Can you write out, word for word, everything from the line containing "Check that every instance of the leather jacket" down to the last of the lines below?

Information supplied »
=======

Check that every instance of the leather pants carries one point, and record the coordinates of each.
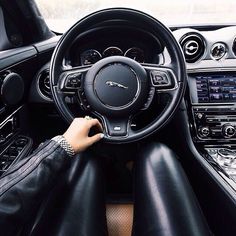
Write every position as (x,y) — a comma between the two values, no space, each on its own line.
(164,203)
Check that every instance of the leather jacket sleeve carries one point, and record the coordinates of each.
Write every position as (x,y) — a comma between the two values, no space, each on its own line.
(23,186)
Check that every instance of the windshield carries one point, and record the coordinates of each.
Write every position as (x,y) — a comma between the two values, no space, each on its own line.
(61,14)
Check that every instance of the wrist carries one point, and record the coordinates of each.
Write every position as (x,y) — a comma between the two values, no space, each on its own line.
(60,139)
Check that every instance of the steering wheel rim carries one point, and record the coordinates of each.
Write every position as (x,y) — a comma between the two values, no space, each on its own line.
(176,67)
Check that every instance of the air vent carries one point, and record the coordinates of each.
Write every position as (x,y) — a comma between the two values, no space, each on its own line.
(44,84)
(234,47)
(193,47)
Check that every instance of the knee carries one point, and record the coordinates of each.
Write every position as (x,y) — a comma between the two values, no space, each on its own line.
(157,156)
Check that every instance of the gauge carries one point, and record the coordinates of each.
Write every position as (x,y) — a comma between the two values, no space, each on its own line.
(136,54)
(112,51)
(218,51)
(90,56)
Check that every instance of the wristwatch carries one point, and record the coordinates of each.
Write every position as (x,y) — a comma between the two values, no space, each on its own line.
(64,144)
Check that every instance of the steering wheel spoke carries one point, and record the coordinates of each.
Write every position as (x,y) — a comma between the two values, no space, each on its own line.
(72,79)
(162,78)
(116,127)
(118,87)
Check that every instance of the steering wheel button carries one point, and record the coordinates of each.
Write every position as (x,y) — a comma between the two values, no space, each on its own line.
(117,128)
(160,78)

=======

Task solution »
Check that every instance of the leather jacket sleeve carries one point, and record the coordinates of each.
Write every position as (x,y) — a comma between the two values, no space, each on its own line.
(23,186)
Check that every instance of the windshield carries one point, and record the coordinates of each.
Write every position as (x,y) — a comma between the two values, no space, each on its own line.
(61,14)
Check that every instance of the wrist carries one point, and record the coordinates of each.
Write every position as (x,y) — a comma between the two values, no space, each on its own line.
(60,139)
Check that every instance of the steering wheel rim carries one point, and record the coordinates of each.
Write every position as (x,y) — a comma between the two values, no space, each on its own line.
(176,67)
Check that every instance of the air vent carries one point, and record the coordinates of each.
Write every position as (x,y) — a comma between the two values, no space, each on its own line.
(44,84)
(234,47)
(193,47)
Check that every instance of the knee carries one point, and record the coordinates of each.
Write every position as (x,y) — a comma between the two values, no space, each on its own line.
(157,156)
Check that every instance of the gauge carries one point, and record the coordinates of each.
Write every position as (x,y) — a comma between the two values, no space, each on its own line.
(136,54)
(112,51)
(218,51)
(90,56)
Check that every instance of the wristwatch carries one point, and record the coordinates of each.
Write every position as (x,y) — a comma between the two values, no space, each on its own line.
(64,144)
Check that every instance of the steering wheel spoke carries one point, and record the coordinates of each.
Write every position as (x,y) — a comma between the two values, no space, each on its own line.
(72,79)
(162,78)
(116,127)
(118,87)
Check that every instance of the steering wheel button carries one point, and record the coordinates of each.
Write every position as (x,y) — a comma between the two values, no space, each on its own line.
(117,128)
(160,78)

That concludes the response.